What to produce: Without the pictures, return each record as it appears.

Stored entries
══════════════════════════════

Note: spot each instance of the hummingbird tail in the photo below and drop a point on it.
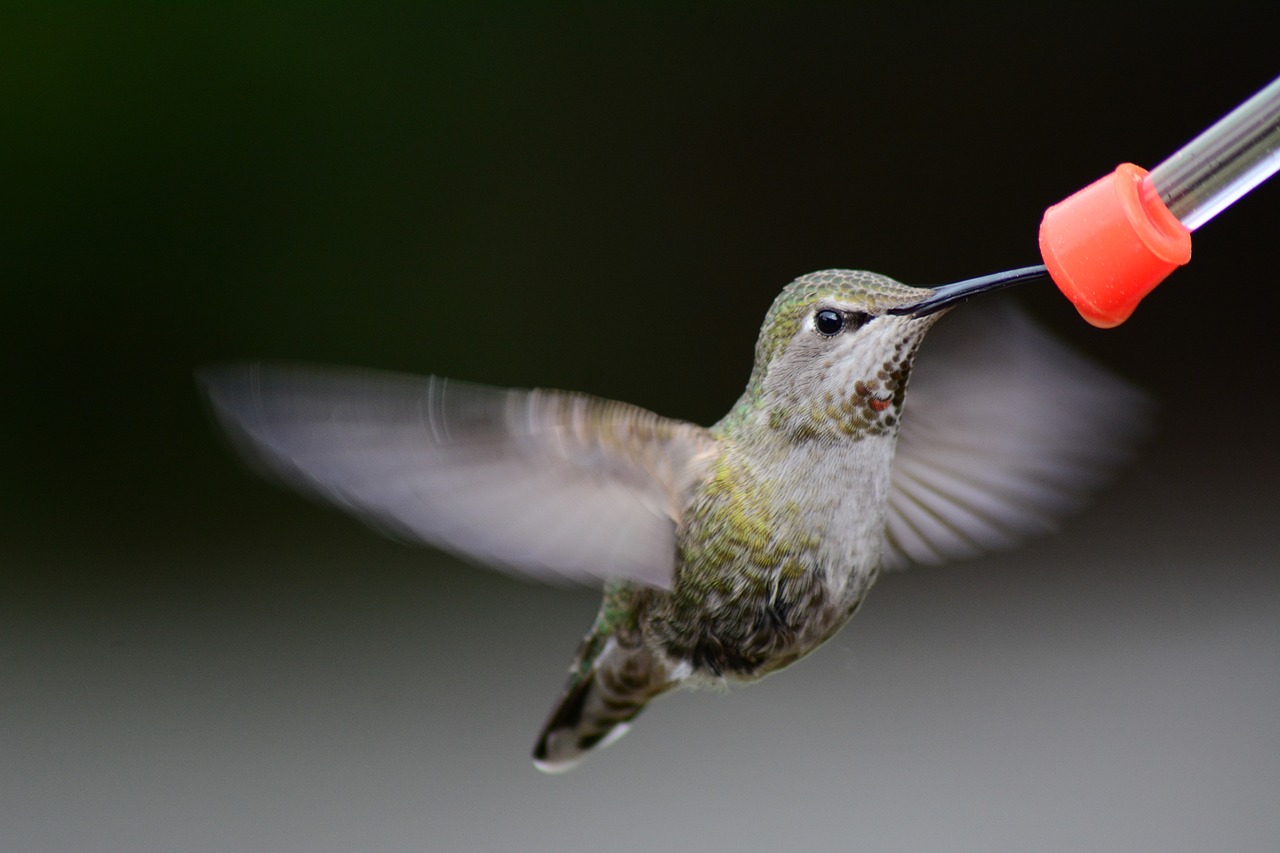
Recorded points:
(600, 699)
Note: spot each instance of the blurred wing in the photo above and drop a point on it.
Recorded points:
(1004, 430)
(544, 483)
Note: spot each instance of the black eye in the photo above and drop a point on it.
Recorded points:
(828, 322)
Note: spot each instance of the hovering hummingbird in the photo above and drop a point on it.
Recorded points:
(726, 552)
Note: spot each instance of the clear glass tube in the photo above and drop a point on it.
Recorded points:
(1225, 162)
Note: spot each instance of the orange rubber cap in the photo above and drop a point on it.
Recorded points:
(1111, 243)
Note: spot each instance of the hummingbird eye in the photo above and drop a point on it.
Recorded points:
(828, 322)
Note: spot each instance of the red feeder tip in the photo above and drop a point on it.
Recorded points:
(1111, 243)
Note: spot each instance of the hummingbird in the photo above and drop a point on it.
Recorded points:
(725, 552)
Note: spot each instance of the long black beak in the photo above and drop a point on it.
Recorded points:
(947, 295)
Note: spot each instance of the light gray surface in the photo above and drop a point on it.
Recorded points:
(1115, 688)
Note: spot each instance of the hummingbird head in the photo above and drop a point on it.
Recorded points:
(836, 350)
(832, 359)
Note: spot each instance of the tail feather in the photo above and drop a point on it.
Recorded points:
(599, 702)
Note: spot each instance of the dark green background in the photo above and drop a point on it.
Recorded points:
(603, 200)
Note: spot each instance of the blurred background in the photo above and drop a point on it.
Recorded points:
(603, 200)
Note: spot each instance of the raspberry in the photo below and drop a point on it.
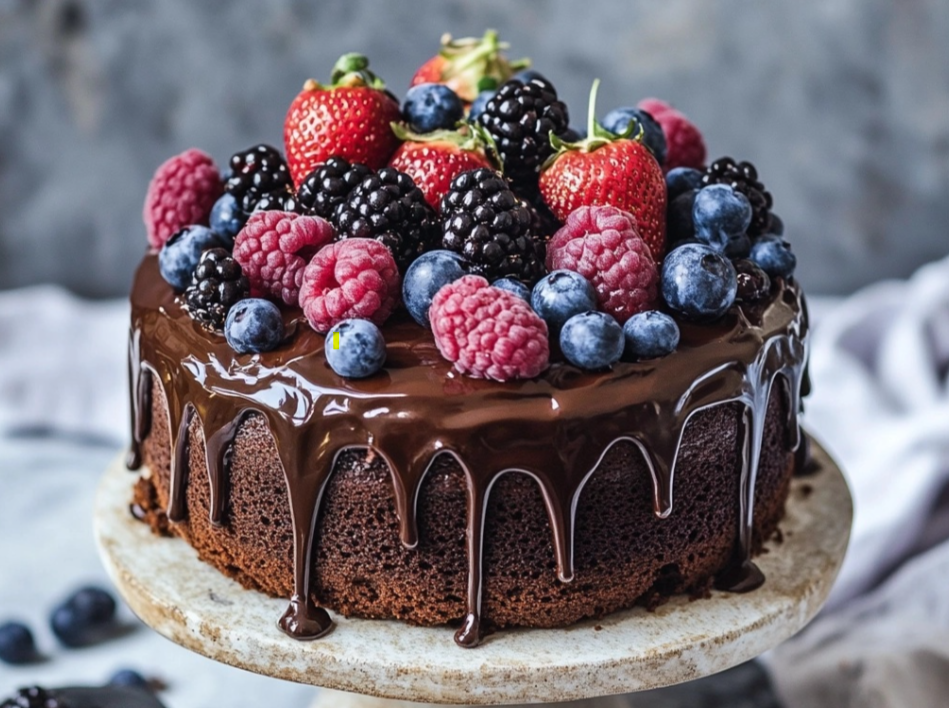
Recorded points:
(487, 332)
(181, 193)
(352, 278)
(273, 248)
(602, 244)
(685, 145)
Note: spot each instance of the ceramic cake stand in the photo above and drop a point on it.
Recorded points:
(195, 606)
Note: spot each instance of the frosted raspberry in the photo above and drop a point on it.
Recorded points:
(602, 244)
(685, 145)
(487, 332)
(181, 193)
(274, 247)
(356, 277)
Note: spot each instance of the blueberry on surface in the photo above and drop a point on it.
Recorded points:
(355, 348)
(649, 335)
(429, 107)
(698, 281)
(560, 295)
(426, 276)
(254, 325)
(592, 340)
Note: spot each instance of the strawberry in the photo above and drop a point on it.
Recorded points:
(607, 169)
(350, 118)
(434, 159)
(470, 65)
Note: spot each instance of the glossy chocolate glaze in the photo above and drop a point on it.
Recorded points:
(555, 428)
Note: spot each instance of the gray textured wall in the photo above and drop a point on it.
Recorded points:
(842, 104)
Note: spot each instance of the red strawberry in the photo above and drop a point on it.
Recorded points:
(350, 118)
(607, 170)
(470, 65)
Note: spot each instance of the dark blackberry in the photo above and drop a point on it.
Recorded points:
(328, 185)
(520, 117)
(486, 223)
(217, 284)
(390, 208)
(743, 177)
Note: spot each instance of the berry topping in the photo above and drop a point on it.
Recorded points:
(698, 282)
(355, 278)
(425, 277)
(650, 335)
(355, 348)
(274, 247)
(487, 332)
(218, 284)
(592, 340)
(561, 295)
(391, 209)
(486, 223)
(182, 192)
(603, 245)
(254, 325)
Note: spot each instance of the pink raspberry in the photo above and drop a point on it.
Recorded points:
(273, 249)
(685, 145)
(181, 193)
(602, 244)
(356, 277)
(487, 332)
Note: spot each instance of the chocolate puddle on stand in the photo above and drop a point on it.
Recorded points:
(418, 408)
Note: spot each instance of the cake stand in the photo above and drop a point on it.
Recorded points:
(387, 662)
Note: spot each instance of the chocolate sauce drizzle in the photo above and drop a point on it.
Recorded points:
(556, 428)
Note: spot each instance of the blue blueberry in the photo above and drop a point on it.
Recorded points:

══════════════════════════════

Completed task:
Note: spot each instance of the hummingbird tail in the photo below and drop a point on it.
Recorded points:
(600, 699)
Note: spot each instance of the blurred wing in the photo above and drop a point on it.
Recorded points:
(1004, 430)
(544, 483)
Note: spot each instance of the black eye in the photo above and drop a point on it.
Recorded points:
(828, 322)
Note: spot each instance of the hovering hummingbird in the photo above and drop a point on it.
Recorded points:
(726, 552)
Note: spot each instance of the clear glass tube in the photo above and drop a point on it.
Recorded points:
(1225, 162)
Note: spot each instance of the orange rubber cap in the photo above and drop a point on it.
Recorded points:
(1111, 243)
Note: spot each instance of the hummingbird eye in the photo above and drop a point on it.
Recorded points:
(828, 322)
Note: spot each instance of the red feeder tip in the photo above and drop a point on it.
Recorded points:
(1111, 243)
Note: spot each instance of the hummingbird in the photo above and drop a point on it.
Recorded points:
(725, 552)
Note: spot each instance of the long black beak in the photo above and drop a point on it.
Recorded points:
(947, 295)
Note: spot each instance of the light gray surface in the photo above and drop a point on it.
Recorded points:
(1115, 688)
Note: spot each instance of the hummingbird head in the photo above and drop a point on it.
Recorded points:
(836, 350)
(832, 359)
Note: spot each instance of the tail feather in the photo above and drop a point on it.
Recorded points:
(599, 702)
Note: spot each instance of the dark green background in the photo above and drop a point on it.
Recorded points:
(603, 200)
Note: spot each instance of the blurred background in the photo above and drop a point on it.
Recorded points:
(603, 200)
Note: spot each instance of the raspberry in the photo below and drop a point on it.
Recorded points:
(487, 332)
(181, 193)
(352, 278)
(273, 248)
(602, 244)
(685, 145)
Note: spot each instance of the ceramic cake stand in the photo above and drop a point on it.
Recorded points:
(195, 606)
Note: spot each instance of the frosted raspberry in the photo above and drop a point on it.
Recorded points:
(602, 244)
(685, 145)
(487, 332)
(181, 193)
(274, 247)
(356, 277)
Note: spot each instance of the blueberry on surface in the photo above and drop a point on it.
Recorded points:
(355, 348)
(649, 335)
(429, 107)
(698, 281)
(560, 295)
(426, 276)
(254, 325)
(592, 340)
Note: spot each instance of the strawberry in the photo above and drop a point on it.
Recorded points:
(607, 169)
(350, 118)
(434, 159)
(470, 65)
Note: spot each instance of the glossy chocolate glaze in the photo above and drop a point on it.
Recorded points:
(555, 428)
Note: spot each instance of the gray textured wall in the photo above and drop a point on it.
Recorded points:
(842, 104)
Note: spot each instance of the red strawberry in the photo above and drop a point on it.
Recorded points:
(350, 118)
(607, 170)
(470, 65)
Note: spot each instance of the dark blackberry in the photo above and drop a point on it.
Recorded points:
(328, 185)
(520, 117)
(486, 223)
(217, 284)
(390, 208)
(743, 177)
Note: spot each instance of the berry topping in the photo above and drop a point on it.
Recorded points:
(698, 282)
(355, 278)
(425, 277)
(650, 335)
(355, 348)
(274, 247)
(487, 332)
(218, 284)
(592, 340)
(561, 295)
(391, 209)
(486, 223)
(182, 192)
(603, 245)
(254, 325)
Note: spot each instance of the pink raspberry in the photo above and drop a point on it.
Recorded points:
(273, 249)
(685, 145)
(181, 193)
(602, 244)
(356, 277)
(487, 332)
Note: spot each instance of the chocolate puddle on stand in the photo above and drop a point on it.
Recorded points:
(418, 408)
Note: spot each instance of the cake stand in the photo above and drop a point on it.
Recorded points:
(387, 662)
Note: spot each instance of the chocolate sauce drizzle in the photo above and drop a point on it.
Recorded points:
(556, 428)
Note: spot each instance of the blue blueberry in the photo above and drop a point on it.
Recorded points:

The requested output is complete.